>> Start DATA PROVIDED

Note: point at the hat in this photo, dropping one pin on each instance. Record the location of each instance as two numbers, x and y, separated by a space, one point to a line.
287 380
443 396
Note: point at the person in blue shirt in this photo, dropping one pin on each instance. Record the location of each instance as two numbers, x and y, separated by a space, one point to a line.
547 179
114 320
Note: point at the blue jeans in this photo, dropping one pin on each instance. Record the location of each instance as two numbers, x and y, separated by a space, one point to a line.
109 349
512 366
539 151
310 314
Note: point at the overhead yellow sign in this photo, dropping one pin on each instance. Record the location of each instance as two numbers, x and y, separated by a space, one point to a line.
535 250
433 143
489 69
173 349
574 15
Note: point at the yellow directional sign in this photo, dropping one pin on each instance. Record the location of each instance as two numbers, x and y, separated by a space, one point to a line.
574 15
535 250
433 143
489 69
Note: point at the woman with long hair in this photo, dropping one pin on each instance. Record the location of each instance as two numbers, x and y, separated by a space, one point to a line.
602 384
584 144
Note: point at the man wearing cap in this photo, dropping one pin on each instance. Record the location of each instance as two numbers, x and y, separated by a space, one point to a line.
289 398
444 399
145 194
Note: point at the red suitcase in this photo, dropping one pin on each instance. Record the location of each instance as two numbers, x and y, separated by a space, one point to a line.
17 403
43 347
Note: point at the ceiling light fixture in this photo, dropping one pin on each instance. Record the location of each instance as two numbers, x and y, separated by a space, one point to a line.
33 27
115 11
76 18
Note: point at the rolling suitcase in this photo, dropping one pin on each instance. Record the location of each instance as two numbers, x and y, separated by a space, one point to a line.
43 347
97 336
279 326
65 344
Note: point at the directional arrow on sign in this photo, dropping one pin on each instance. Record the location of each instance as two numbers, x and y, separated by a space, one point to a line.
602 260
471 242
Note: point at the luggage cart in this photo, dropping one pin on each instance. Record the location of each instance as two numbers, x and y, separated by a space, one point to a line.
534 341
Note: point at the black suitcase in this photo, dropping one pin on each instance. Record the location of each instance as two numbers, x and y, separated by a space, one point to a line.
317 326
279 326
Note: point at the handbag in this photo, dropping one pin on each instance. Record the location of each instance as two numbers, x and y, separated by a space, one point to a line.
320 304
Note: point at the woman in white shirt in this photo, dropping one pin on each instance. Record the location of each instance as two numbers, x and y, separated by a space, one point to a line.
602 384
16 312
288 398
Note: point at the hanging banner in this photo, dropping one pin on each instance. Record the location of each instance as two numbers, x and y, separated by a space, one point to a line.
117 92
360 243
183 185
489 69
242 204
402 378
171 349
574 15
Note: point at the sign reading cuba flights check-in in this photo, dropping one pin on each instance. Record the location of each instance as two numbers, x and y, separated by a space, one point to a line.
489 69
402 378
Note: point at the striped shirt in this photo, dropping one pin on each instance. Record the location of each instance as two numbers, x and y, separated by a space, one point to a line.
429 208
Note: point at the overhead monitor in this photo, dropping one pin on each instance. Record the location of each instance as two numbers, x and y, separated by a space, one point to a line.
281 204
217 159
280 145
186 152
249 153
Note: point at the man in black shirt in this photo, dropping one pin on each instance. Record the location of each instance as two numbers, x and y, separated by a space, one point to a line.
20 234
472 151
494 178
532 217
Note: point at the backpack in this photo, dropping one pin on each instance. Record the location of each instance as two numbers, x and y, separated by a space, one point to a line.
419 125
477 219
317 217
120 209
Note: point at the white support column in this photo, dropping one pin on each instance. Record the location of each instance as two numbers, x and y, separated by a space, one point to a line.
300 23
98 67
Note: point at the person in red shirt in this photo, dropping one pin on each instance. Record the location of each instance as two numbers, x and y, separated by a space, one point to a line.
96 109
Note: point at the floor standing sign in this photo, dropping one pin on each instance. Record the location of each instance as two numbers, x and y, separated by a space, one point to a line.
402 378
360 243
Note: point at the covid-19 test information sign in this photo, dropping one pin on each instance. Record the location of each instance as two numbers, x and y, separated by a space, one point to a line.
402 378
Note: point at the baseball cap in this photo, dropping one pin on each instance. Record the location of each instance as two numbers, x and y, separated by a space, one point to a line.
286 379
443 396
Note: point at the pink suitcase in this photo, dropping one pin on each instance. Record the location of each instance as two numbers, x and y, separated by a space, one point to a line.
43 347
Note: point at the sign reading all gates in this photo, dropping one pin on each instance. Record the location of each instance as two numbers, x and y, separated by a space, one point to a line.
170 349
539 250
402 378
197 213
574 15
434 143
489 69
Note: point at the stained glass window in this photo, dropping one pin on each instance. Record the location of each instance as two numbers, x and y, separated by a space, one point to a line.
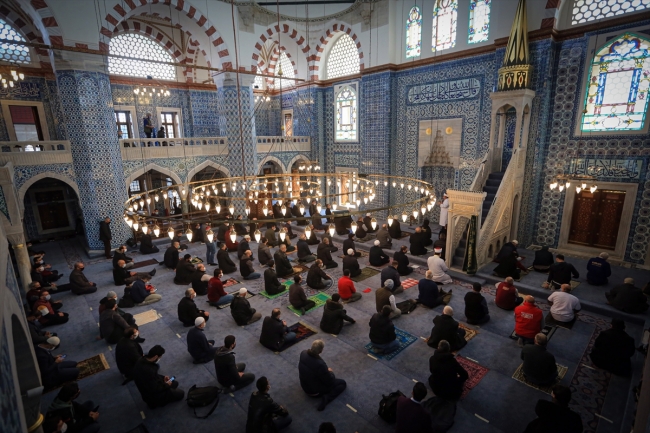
287 71
445 15
479 21
346 114
414 33
344 58
617 91
10 52
591 10
135 45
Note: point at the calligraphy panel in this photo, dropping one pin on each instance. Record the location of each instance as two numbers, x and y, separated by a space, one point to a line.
455 90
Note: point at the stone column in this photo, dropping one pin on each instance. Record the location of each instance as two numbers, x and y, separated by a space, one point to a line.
87 103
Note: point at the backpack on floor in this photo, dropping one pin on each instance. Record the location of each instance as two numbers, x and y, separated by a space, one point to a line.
388 406
200 397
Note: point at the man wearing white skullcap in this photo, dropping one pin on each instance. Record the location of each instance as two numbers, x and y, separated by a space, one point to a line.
198 345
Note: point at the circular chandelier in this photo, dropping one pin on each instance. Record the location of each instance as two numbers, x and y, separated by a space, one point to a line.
214 201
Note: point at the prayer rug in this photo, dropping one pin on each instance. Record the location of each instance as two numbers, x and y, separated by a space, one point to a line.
319 299
405 340
145 263
408 283
145 317
302 330
248 296
476 373
230 282
365 273
561 372
88 367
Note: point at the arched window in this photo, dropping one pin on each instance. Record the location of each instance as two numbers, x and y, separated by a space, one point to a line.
344 58
346 113
11 52
445 15
591 10
284 65
414 33
479 21
139 46
617 90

>> End DATA PROVIDED

• _REQUIRED TASK_
Output every one of the lines above word for word, and leave out any images.

• _OUTPUT BELOW_
Note: point at the hat in this photo, dropping one pin on each instance. Record the location of each instance as two numbers, x and y, separated by a space, one point to a line.
287 380
443 396
Note: point at the person in blue shirt in this photo, dropping one pin on each instance. Record the location of each instance as two numbers, x and y, separated by a space, one point to a line.
547 179
114 320
Note: point at the blue jeans in this photo, dropping one pin on each instance. Record the location of each instance as two numbers, x and y, separated by a space, one point to a line.
109 349
512 366
539 151
310 314
Note: point at the overhead yellow sign in this photo, dropping one pin on each instance. Record the location of each instance as two numbers, x and y, separated by a space, one point to a line.
535 250
433 143
489 69
173 349
574 15
Note: point at the yellow directional sign in this photo, dropping one pin on each instance. Record the location of each instance as two numbers, x and y, separated by a space, one point to a line.
574 15
535 250
433 143
489 69
Note: point at the woman with long hair in this photo, dropping one pin on each instance. Record the location of each instance as two numbers, x and y, separated by a space, one point to a line.
602 384
584 144
Note: point at the man wearing cap in this photo, dropping one pin on each instance. Record the location of each instance as two numbers, x and y, separated by a space, one point to a line.
289 398
444 399
145 194
Note: point at the red suitcase in this photo, dropping one pin on each instance. Record the location of each instance as two numbers, x and y, separated by a space, one point to a line.
17 403
43 347
Note: point at the ceiling light fixture in this photo, dropping one pin on each instance. Record the location of each instance as two numbers, x and y, separated by a space, one point to a line.
33 27
115 11
76 18
Note: point at the rolling suitcase in this photo, dropping one pin on each instance. Record the location of each instance as two numbers, x and y, separated by a space, one point to a line.
43 347
97 336
279 326
65 344
Note: point at the directional arrow on sign in this photo, dropping one pin on each instance. Record the location of each instance as two numbers, x and y, separated by a space, one point to a line.
602 260
471 242
Note: point at the luggage cart in this photo, dropping one pin on each instance. Record the location of each instance as two numbers, x and y, separated by a space, one point to a line.
534 341
Note: point at the black suitcase in this photo, dropping one pin on each instance. Record the location of each instance as two numbers, x and y, separated by a space, one point to a line.
317 326
279 326
Note: point at the handbag in this photo, dropping one pin on each instance. Record the location of each instance as two numbers, x and y, separated by a space, one point to a line.
320 304
Note: point at the woman in white shirt in this photo, dropping one pin on each instance. Record the location of each instance as two numbers, x and y, separated by a space, one point to a line.
602 384
16 312
288 398
Note: point at the hanging banner in this photo, dropping one pin on each instance. Record the location of each instance as two numbers, x and y, separated by a space, one point to a line.
117 92
360 243
183 185
489 69
242 204
402 378
171 349
574 15
Note: point at the sign reading cuba flights check-in in this photo, dropping one pin on each instance. Record the location of each instance as two numbers, x and y, separated by a space, one point to a line.
489 69
402 378
Note: point at the striped shirt in this photo, dropping one pin on each instance. Record the location of each instance as two numbers, x and y, separated by a space, one point to a line.
429 208
Note: point at the overhead monitor in this photo, dropping one pin on each instance. Record the location of each instance as two numbers, x and y, separated by a space, one point to a line.
281 204
217 159
280 145
186 152
249 153
Note: point at the man in black shirt in this photo, dropping one pin on each instance. Record the location of each instance as two numbers, x and y, separated by a space, one point to a line.
20 234
472 151
494 178
532 217
Note: point at the backpack in this photo, dropping one pin on each instance. Record the location of each instance as two numbers, x and y, separated by a space, one point to a line.
419 125
477 219
317 217
120 209
Note: point at the white support column in this photo, dropping one pin on each instance. Record the location of each instance as two numbers, x and y, separated by a space, one point to a line.
300 23
98 67
Note: point at the person in red shirt in this photo, dropping one pin on each instance. Record the location of each instance as two numbers, x and y, separated by a space, one point to a line.
96 109
Note: point at the floor standing sign in this photo, dropping one pin on each instance. Record the location of each instance as two numbers, x and y, separated by a space, one point to a line.
402 378
360 243
Note: point at the covid-19 test information sign in this photo, dropping one pin on each instance. Record the location of each instance as two numbers, x and y, separated by a space, one point to a line.
402 378
Note: point at the baseball cap in this photo, dropping one pin on each instance. Record the location of each instance as two numbers, x and y, separated by a space, one point to a line.
286 379
443 396
Note: point at the pink suitcase in this photo, dropping one pin on each instance. Record the location of each instance as two numbers, x and y, separated by a space, one point to a line.
43 347
Note: point at the sign reading all gates in this photo, dropping one pin on each instance. Record the location of each instance as two numbers, x and y, separated by a space, one point to a line.
170 349
539 250
402 378
197 213
574 15
434 143
489 69
Note: point at the stained glass window in this photo, dropping one pin on each instance. Record the location of each instance as two numbers, x and y, separated by a space, one point to a line.
287 71
445 15
479 21
346 114
414 33
344 58
617 91
10 52
591 10
135 45
Note: point at the calligraphy panel in this photo, dropping one pin on each instance. Record the location of each instance as two numbers, x and y, separated by a space, one point to a line.
455 90
Note: point at the stone column in this photo, dropping one pin on each instance. Record the location of each instance as two numbers, x and y, separated by a space, one point to a line.
87 103
Note: point at the backpack on floor in this photo, dropping one pin on each instance. Record the location of each instance as two numbers, x and y, separated by a space, one point to a line.
388 406
200 397
Note: point at the man wearing white skullcap in this photo, dropping one pin on each instance. Record the location of each instance as two numbers, x and y, separated by a space, one point to a line.
198 345
Note: point at the circular chandelier in this photo, dropping one pin on each instance. Record the location of each instance as two numbers, x and y, separated by a space, one point to a line.
214 201
Note: point at the prayer rug in this photo, dropping one pin on each instance. Record the location of each instance as two numbers, x and y, separated by a space, one point to a line.
319 299
405 340
145 263
408 283
145 317
302 330
248 296
476 373
230 282
365 273
561 372
88 367
Note: point at the arched window in this photo, dropping one pin on each instance. Record the location of each instance as two numbers, x and y, separated by a space, one point to a line.
344 58
346 113
11 52
445 15
591 10
284 65
414 33
479 21
139 46
617 90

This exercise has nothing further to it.